— Your task —
Transcribe the lines below verbatim, skipping the images.

-- Provided entries follows --

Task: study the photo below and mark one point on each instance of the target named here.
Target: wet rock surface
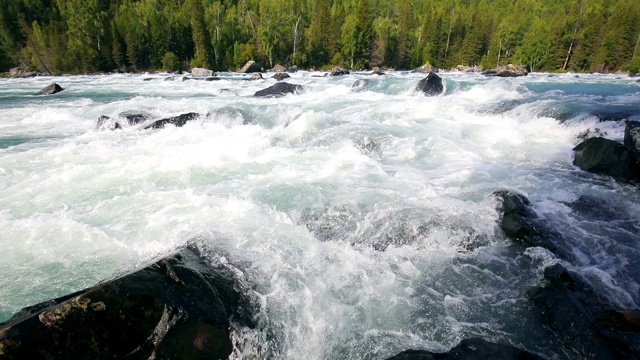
(432, 85)
(278, 90)
(470, 349)
(177, 307)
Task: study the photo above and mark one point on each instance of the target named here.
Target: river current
(361, 219)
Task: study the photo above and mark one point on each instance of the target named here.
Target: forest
(87, 36)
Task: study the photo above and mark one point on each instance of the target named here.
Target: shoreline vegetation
(54, 37)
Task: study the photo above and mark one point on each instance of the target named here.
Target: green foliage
(170, 62)
(634, 65)
(100, 35)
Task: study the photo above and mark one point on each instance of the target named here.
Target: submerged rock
(178, 307)
(338, 71)
(603, 156)
(632, 136)
(124, 119)
(200, 72)
(431, 85)
(177, 121)
(278, 68)
(278, 90)
(427, 68)
(281, 76)
(250, 67)
(575, 312)
(359, 84)
(51, 89)
(511, 71)
(470, 349)
(517, 216)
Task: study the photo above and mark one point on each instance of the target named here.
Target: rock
(511, 71)
(278, 90)
(603, 156)
(250, 67)
(278, 68)
(360, 84)
(517, 217)
(281, 76)
(632, 136)
(427, 68)
(51, 89)
(471, 349)
(338, 71)
(200, 72)
(431, 85)
(178, 307)
(574, 311)
(177, 121)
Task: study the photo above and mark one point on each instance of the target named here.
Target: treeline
(63, 36)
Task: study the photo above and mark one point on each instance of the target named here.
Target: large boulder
(281, 76)
(124, 119)
(51, 89)
(278, 68)
(607, 157)
(200, 72)
(582, 319)
(432, 85)
(632, 136)
(511, 71)
(338, 71)
(250, 67)
(427, 68)
(177, 308)
(177, 121)
(470, 349)
(517, 220)
(278, 90)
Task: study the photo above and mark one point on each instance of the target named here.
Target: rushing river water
(362, 219)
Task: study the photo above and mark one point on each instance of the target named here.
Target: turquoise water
(363, 219)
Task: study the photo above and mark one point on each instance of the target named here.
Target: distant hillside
(62, 36)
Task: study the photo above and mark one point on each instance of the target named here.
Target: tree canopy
(62, 36)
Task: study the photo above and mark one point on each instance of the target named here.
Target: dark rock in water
(178, 307)
(632, 136)
(281, 76)
(607, 157)
(574, 311)
(431, 85)
(470, 349)
(279, 89)
(426, 68)
(589, 133)
(338, 71)
(250, 67)
(360, 83)
(511, 71)
(51, 89)
(177, 121)
(517, 217)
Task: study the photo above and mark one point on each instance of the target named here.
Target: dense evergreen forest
(71, 36)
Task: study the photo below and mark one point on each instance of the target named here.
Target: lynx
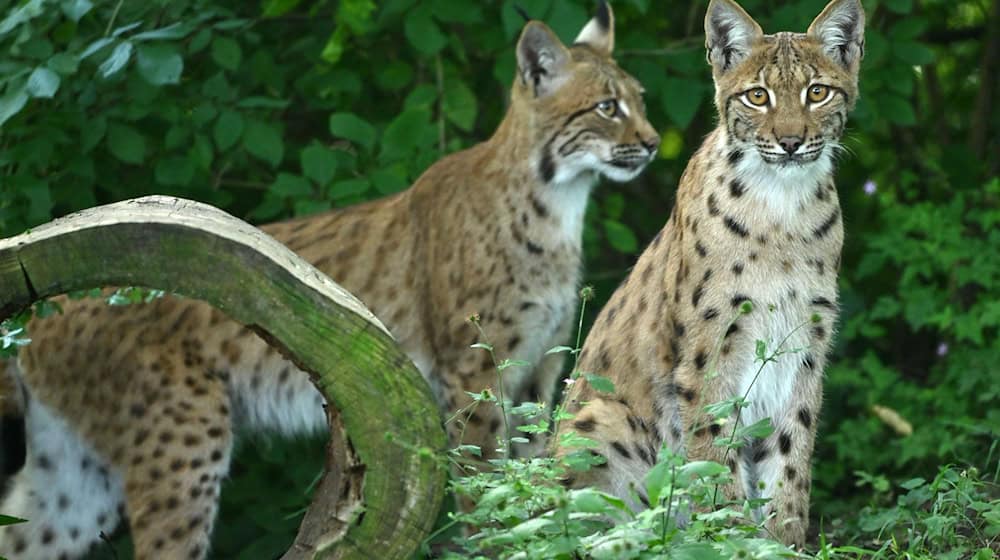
(750, 253)
(130, 411)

-- Provided entries concluded --

— Reply —
Task: study the photo below and mark one point on each instance of the target named here.
Target: wet rock surface
(432, 85)
(278, 90)
(470, 349)
(177, 307)
Task: study the photo above and mark one point on each instance of the target named here.
Target: river current
(361, 219)
Task: study the photo above and mark one point on each instance of the target named here.
Target: forest
(87, 36)
Task: study the photo above and mark one point on each instance of the target named here.
Target: shoreline vegetation
(54, 37)
Task: study the photo above and mark one point on each instance of the target named here.
Target: green foliage
(170, 62)
(634, 65)
(100, 35)
Task: study the photo above and mark one point on each instance of the target named here.
Target: submerged rock
(178, 307)
(338, 71)
(603, 156)
(632, 136)
(124, 119)
(200, 72)
(431, 85)
(177, 121)
(278, 68)
(278, 90)
(427, 68)
(281, 76)
(250, 67)
(575, 312)
(359, 84)
(51, 89)
(511, 71)
(470, 349)
(517, 216)
Task: study the photo above and mark one point on each instance of the target named here.
Target: rock
(511, 71)
(278, 90)
(603, 156)
(250, 67)
(278, 68)
(360, 84)
(517, 217)
(281, 76)
(632, 136)
(427, 68)
(51, 89)
(471, 349)
(338, 71)
(200, 72)
(431, 85)
(178, 307)
(574, 311)
(177, 121)
Task: study the photo above and mark one point on each instance of the target named here.
Target: treeline
(63, 36)
Task: study the photo above and mark one point on each instance of the target named here.
Target: large boulder
(281, 76)
(124, 119)
(51, 89)
(278, 68)
(607, 157)
(200, 72)
(582, 319)
(432, 85)
(632, 136)
(511, 71)
(338, 71)
(250, 67)
(427, 68)
(177, 308)
(177, 121)
(470, 349)
(517, 220)
(278, 90)
Task: study the photo above and mark one point on each instance of the target named here.
Target: rushing river water
(362, 219)
Task: study the photo above and mark one point on each instance of the target named here.
Target: turquoise water
(363, 219)
Task: study the photo above and mark one point on each instance of the target named here.
Target: distant hillside
(62, 36)
Task: study the photo above and mark one point on each instance of the target named here.
Target: tree canopy
(62, 36)
Task: study the photo above and mark one point on each instance of the target named here.
Target: dark rock in water
(178, 307)
(632, 136)
(281, 76)
(607, 157)
(574, 311)
(431, 85)
(470, 349)
(279, 89)
(426, 68)
(589, 133)
(338, 71)
(250, 67)
(360, 83)
(511, 71)
(51, 89)
(177, 121)
(517, 217)
Task: study the photo above and mark one point on each instance of the target named here.
Target: dense evergreen forest
(71, 36)
Task: study the photo below and mark one point on each instance of the target named here.
Target: lynx
(750, 253)
(130, 411)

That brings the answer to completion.